= Beginning of Section =

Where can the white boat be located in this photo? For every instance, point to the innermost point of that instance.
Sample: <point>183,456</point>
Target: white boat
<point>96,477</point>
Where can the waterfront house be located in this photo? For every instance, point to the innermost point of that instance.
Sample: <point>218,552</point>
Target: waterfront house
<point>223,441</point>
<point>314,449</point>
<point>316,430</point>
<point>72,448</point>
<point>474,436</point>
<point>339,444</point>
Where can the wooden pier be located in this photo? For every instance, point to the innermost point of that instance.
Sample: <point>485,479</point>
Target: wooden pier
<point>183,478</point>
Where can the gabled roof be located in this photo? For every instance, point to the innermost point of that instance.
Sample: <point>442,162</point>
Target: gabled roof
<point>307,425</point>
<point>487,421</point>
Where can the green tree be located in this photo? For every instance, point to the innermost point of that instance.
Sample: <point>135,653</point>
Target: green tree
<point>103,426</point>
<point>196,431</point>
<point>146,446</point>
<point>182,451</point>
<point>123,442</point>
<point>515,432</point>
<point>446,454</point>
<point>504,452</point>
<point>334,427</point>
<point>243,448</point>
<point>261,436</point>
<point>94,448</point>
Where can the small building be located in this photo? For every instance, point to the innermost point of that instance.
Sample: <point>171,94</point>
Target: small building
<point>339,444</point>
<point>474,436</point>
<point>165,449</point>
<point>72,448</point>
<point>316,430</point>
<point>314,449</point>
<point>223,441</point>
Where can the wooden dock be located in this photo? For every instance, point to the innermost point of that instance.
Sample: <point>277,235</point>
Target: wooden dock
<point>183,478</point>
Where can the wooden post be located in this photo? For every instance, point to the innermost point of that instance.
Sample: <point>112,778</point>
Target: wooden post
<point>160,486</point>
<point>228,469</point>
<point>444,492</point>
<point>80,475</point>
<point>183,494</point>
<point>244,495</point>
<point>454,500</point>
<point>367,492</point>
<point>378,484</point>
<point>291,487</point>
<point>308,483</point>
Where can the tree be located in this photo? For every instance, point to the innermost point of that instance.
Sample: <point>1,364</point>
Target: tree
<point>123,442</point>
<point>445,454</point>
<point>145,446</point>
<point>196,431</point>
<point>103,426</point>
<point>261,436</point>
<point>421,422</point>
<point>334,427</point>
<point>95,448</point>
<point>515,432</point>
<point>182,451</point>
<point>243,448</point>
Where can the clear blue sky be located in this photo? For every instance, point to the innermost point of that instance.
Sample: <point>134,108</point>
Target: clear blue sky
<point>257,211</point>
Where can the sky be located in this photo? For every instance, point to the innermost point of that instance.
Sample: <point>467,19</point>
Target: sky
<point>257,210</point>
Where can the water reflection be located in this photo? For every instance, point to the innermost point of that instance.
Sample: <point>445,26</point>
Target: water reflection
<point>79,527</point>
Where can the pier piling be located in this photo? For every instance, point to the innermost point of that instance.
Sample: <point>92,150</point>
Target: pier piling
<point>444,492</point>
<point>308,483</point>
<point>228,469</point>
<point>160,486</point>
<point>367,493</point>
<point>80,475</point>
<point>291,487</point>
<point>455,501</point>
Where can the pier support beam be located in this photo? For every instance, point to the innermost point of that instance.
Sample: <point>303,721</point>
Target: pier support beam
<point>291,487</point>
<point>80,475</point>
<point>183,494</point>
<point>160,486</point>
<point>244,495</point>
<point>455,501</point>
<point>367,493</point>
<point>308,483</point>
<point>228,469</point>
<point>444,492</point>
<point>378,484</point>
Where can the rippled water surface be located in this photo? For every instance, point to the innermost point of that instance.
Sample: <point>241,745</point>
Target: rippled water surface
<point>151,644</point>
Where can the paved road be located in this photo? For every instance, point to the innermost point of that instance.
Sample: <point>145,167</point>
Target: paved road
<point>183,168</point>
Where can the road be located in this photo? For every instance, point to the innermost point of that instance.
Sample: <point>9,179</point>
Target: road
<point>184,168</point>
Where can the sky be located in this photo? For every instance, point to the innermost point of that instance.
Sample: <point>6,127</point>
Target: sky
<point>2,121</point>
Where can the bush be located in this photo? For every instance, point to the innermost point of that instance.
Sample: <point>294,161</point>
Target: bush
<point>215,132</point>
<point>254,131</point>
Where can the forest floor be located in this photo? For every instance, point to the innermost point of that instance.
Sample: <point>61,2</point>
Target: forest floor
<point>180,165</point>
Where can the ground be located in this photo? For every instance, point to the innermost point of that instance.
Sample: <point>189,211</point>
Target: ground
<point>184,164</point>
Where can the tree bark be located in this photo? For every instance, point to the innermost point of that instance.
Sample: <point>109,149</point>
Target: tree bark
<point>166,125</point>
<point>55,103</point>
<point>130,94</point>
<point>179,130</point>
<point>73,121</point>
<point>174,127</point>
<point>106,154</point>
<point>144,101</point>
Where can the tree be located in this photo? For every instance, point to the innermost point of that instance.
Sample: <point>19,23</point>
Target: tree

= End of Section =

Your reply is to repeat, unchanged, the lines above running from the one with "Where can the pier support" up to and including the one with "Sample: <point>303,721</point>".

» **TASK RESULT**:
Where can the pier support beam be located in this photo? For every instance, point to the innermost point of that instance.
Sample: <point>303,721</point>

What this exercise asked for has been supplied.